### Activity
Everything from the line containing "Target: light fixture glass shade" through the final line of the records must be transcribed verbatim; nothing else belongs in the result.

### Source material

********

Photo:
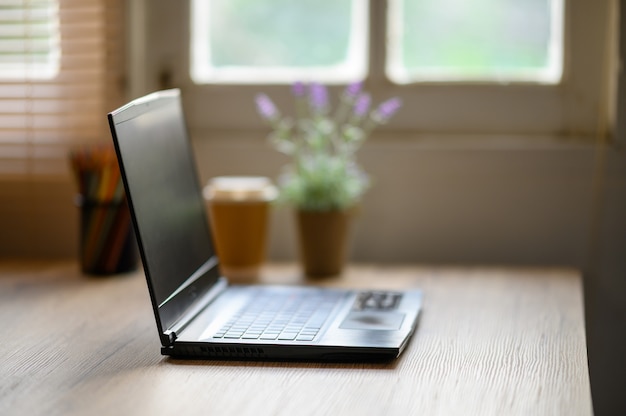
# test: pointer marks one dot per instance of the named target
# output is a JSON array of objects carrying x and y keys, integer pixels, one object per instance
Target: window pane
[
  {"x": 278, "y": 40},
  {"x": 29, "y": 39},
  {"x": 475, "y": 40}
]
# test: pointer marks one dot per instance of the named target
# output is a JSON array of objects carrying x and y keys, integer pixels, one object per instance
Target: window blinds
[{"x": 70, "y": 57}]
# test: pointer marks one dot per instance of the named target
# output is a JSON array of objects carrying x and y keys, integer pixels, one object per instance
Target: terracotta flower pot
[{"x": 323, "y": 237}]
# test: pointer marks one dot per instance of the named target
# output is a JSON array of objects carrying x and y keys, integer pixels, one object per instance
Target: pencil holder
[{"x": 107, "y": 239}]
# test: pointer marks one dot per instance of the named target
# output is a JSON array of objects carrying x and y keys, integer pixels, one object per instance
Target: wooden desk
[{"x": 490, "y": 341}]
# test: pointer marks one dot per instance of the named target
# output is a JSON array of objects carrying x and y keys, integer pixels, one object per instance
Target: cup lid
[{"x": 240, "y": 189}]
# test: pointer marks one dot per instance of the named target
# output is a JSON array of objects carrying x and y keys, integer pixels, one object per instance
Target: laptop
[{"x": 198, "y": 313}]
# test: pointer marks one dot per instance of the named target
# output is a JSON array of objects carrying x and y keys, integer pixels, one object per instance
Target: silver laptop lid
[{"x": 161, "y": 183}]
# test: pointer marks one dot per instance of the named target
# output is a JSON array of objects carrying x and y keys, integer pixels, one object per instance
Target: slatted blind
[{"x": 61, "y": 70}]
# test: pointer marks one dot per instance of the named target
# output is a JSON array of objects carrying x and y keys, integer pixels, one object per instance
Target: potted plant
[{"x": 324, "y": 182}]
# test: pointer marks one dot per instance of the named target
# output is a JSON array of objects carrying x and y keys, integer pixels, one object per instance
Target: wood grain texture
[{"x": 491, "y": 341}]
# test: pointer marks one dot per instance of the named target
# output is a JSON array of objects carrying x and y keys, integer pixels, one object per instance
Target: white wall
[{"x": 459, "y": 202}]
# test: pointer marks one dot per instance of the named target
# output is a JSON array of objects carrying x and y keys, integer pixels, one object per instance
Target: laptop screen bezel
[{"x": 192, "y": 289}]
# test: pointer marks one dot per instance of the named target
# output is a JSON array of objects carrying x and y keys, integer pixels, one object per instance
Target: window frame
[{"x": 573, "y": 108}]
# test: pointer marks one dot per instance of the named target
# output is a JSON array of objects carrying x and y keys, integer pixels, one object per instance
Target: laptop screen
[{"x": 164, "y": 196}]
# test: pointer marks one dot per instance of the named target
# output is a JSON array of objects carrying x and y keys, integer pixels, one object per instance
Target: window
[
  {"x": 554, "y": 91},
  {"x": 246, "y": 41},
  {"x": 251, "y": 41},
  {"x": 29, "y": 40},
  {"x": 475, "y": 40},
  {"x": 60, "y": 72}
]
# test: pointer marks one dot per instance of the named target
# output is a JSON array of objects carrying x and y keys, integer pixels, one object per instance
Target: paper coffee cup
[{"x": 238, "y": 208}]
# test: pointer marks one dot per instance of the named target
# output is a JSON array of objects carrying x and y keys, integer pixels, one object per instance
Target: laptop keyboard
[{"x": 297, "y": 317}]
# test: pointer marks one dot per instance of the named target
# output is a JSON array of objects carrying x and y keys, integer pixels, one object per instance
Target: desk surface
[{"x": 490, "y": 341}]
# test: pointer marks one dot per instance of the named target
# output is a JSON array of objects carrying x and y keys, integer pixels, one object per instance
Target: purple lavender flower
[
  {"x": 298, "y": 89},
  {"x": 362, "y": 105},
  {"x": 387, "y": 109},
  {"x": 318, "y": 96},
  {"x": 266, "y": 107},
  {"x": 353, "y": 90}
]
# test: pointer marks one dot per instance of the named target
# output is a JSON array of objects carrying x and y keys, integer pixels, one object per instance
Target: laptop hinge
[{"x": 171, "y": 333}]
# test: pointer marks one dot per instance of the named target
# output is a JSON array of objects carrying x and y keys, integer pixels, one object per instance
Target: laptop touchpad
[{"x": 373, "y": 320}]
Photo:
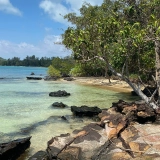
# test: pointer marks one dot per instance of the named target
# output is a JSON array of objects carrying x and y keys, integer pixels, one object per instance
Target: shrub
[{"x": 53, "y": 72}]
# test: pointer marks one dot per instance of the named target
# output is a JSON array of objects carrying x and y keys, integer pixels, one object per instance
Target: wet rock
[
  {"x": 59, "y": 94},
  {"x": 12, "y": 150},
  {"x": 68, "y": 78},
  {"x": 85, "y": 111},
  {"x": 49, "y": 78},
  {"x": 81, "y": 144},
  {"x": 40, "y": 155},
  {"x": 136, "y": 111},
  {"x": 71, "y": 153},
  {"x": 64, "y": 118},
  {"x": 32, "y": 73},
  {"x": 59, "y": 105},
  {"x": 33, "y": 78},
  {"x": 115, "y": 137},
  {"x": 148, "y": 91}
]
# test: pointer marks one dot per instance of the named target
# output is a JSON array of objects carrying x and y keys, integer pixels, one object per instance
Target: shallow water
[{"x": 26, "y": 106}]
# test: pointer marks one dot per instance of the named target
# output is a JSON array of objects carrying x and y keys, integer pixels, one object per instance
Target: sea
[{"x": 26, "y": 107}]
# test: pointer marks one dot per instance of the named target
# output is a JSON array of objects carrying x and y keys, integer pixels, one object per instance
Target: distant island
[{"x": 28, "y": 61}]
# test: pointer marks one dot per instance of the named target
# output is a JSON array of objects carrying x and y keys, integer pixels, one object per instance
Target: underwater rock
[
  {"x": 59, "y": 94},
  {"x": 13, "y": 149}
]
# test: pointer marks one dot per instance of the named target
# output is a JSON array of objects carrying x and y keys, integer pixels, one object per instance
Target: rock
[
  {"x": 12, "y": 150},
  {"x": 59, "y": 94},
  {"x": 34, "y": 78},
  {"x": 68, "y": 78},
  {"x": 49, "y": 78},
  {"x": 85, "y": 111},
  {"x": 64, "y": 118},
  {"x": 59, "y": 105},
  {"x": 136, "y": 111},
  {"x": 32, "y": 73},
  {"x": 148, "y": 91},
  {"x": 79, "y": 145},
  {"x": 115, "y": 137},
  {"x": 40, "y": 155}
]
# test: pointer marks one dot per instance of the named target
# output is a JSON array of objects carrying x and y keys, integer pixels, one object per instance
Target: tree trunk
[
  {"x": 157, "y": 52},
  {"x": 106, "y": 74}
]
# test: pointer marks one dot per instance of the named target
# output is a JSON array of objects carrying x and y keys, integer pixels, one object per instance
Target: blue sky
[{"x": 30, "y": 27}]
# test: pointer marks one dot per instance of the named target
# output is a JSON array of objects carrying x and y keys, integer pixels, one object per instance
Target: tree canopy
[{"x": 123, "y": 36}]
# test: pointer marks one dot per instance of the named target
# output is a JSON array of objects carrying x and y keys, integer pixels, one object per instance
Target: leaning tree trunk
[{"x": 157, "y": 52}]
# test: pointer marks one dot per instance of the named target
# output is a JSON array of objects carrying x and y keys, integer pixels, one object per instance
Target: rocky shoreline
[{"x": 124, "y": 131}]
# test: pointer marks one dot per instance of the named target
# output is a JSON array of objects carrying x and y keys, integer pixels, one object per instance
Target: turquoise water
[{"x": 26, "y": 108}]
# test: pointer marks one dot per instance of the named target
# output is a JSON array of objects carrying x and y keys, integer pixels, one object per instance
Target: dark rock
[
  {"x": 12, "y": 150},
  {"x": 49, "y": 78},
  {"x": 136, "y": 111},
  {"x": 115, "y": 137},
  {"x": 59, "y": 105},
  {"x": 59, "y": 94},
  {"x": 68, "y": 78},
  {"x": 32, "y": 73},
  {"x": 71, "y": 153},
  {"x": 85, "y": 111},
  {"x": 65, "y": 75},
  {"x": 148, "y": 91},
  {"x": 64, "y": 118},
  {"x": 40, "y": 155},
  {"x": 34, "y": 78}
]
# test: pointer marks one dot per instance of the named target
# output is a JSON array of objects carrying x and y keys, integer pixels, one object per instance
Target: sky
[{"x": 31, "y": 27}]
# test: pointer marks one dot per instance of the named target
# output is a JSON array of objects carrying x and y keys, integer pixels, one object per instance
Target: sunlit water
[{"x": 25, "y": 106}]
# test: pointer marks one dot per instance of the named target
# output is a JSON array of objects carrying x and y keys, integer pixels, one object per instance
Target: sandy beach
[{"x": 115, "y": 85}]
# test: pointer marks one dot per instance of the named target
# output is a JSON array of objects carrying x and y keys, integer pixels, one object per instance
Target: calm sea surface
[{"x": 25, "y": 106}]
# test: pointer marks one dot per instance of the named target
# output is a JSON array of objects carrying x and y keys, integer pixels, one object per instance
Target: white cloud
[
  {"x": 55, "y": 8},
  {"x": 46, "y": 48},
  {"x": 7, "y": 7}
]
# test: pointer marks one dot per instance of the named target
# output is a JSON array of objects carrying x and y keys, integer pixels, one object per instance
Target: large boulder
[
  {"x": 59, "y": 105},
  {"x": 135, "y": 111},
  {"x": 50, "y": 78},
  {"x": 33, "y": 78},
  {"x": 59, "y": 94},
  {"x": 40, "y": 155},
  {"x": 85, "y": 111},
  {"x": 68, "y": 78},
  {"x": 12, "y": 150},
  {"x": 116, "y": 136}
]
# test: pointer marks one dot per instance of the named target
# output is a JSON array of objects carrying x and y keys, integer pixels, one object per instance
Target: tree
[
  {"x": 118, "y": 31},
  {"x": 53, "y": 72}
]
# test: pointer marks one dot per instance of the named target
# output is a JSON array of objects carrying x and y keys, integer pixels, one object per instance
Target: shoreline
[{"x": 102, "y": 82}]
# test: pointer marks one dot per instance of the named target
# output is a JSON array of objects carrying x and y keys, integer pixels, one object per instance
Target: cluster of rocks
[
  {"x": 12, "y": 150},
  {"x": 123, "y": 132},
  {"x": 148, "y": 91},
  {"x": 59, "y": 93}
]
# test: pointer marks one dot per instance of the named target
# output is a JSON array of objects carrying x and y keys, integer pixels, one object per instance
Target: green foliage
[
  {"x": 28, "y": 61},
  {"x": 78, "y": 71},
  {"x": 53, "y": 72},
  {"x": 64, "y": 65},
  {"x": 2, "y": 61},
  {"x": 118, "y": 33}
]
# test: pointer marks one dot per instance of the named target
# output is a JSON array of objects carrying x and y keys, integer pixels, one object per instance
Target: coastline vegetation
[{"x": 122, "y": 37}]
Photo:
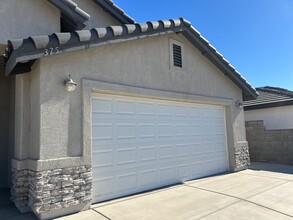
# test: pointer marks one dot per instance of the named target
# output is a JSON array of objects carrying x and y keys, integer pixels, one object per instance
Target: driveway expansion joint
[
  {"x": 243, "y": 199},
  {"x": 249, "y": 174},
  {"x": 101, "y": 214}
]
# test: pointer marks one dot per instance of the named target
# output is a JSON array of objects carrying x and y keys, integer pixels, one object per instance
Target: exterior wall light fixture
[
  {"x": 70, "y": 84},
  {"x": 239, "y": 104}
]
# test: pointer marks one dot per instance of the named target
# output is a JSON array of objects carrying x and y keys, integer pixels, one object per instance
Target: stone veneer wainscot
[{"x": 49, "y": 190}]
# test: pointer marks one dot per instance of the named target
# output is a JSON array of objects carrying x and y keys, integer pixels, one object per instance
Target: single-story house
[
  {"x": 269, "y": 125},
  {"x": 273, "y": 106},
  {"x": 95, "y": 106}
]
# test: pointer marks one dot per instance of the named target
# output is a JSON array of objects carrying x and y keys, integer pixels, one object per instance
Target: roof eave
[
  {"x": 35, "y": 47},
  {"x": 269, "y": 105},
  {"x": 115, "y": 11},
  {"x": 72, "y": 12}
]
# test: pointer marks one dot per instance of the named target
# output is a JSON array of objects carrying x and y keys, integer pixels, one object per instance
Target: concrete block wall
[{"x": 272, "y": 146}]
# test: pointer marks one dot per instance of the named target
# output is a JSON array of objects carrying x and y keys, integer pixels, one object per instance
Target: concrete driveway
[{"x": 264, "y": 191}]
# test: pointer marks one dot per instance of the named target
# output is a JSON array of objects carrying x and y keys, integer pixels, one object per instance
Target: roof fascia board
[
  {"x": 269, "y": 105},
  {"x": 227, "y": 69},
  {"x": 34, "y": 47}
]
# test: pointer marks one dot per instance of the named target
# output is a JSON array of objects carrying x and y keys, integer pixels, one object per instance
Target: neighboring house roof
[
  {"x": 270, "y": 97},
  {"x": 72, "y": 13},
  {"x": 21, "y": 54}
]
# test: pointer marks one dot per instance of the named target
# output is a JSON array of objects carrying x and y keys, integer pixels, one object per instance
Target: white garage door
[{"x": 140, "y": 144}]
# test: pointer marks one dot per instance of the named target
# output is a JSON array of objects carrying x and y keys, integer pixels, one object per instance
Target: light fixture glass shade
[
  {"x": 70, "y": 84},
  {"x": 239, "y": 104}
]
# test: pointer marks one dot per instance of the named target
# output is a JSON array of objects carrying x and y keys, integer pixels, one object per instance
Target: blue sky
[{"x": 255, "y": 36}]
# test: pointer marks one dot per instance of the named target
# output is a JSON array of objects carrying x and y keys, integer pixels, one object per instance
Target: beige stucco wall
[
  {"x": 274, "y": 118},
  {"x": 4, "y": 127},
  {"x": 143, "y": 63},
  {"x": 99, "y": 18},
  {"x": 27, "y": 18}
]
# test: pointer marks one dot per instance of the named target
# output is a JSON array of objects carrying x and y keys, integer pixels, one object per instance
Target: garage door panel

********

### Task result
Target: light fixture glass shade
[
  {"x": 70, "y": 84},
  {"x": 239, "y": 104}
]
# test: pointer marks one dot per instance of the named target
# output is a JSON array of objects carrying x and y keys, integer pixels, one object per instance
Target: blue sky
[{"x": 255, "y": 36}]
# test: pointer marks one dot per instance of the named target
# output is a JSON array of objects carrying x and y keys, integer pixels, one object per instance
Target: beige stucco wall
[
  {"x": 274, "y": 118},
  {"x": 4, "y": 127},
  {"x": 143, "y": 63},
  {"x": 99, "y": 18},
  {"x": 27, "y": 18}
]
# test: pointer marks one dot per instance of the named target
# output is a JSON array of objects carrying x and y keys, integer pixels, one object per instance
Target: garage door panel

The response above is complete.